_DATA SUPPLIED_
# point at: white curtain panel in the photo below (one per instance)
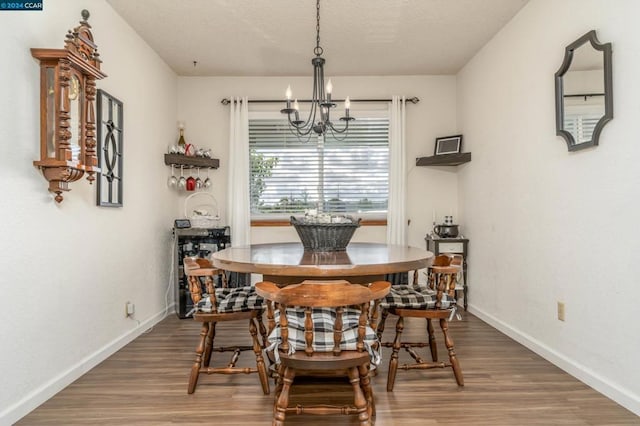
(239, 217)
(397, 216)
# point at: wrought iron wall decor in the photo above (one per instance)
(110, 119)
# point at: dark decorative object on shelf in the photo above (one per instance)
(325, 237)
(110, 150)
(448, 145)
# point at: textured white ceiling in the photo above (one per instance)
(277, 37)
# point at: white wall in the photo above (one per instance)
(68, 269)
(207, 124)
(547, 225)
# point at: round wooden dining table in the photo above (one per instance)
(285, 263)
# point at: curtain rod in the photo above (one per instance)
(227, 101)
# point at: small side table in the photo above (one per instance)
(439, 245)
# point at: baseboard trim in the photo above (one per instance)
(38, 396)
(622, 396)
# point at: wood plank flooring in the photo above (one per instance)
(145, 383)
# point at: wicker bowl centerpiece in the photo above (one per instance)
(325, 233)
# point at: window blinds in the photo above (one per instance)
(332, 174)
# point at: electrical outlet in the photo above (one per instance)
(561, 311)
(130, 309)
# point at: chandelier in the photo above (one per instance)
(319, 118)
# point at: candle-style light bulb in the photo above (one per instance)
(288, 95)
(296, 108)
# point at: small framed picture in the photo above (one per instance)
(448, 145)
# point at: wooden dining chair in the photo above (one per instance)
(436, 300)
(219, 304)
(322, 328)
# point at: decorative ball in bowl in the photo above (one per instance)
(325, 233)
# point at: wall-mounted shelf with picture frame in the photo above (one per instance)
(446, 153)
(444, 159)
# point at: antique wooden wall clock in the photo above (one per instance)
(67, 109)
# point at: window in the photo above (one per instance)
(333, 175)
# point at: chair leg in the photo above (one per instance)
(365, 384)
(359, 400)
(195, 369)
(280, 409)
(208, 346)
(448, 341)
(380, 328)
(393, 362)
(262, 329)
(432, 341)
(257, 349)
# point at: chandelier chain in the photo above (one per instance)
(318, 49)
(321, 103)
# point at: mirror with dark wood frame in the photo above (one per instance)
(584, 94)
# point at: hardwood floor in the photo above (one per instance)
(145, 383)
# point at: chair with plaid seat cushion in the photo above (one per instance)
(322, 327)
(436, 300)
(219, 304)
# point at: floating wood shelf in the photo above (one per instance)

* * *

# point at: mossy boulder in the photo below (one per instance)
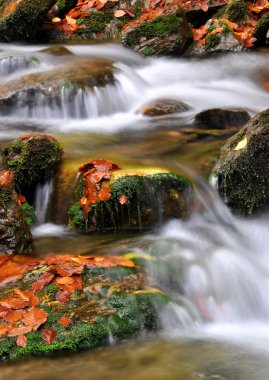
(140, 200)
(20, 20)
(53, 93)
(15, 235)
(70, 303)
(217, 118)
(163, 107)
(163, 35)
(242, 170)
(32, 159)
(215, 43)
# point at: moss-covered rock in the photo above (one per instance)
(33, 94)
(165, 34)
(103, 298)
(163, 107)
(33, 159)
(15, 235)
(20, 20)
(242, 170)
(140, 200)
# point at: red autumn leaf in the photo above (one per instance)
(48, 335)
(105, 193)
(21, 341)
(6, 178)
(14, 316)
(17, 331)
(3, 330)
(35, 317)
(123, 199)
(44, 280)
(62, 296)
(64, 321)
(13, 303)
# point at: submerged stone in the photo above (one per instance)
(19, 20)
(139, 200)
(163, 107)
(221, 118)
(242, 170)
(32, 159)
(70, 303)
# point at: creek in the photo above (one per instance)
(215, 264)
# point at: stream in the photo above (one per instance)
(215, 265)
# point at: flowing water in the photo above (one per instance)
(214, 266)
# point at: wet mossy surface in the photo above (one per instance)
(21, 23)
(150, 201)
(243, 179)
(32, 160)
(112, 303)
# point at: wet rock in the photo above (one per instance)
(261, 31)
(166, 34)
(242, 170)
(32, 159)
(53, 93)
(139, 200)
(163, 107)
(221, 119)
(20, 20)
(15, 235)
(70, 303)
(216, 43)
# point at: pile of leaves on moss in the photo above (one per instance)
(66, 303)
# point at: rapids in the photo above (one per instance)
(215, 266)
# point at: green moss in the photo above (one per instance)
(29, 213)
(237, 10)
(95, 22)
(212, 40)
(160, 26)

* * *

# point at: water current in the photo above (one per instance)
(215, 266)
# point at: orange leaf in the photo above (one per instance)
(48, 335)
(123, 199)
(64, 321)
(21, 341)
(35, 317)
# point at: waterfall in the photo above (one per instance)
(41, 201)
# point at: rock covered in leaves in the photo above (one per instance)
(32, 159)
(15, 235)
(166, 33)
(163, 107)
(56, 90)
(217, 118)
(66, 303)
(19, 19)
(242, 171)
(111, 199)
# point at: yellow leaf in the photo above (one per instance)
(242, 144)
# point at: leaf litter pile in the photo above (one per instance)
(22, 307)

_EXERCISE BRIEF_
Could you set down, word for word, only the lines above from the line with "# point at: mirror" to the line with "# point at: floating", including both?

_RESULT_
# point at: mirror with dark wood frame in the photo above (one per instance)
(584, 94)
# point at: hardwood floor in the photo above (one per instance)
(145, 383)
# point at: chair with plaid seat cushion in the photo above (one per instance)
(322, 327)
(436, 300)
(219, 304)
# point at: floating wood shelf in the photo above (one per instance)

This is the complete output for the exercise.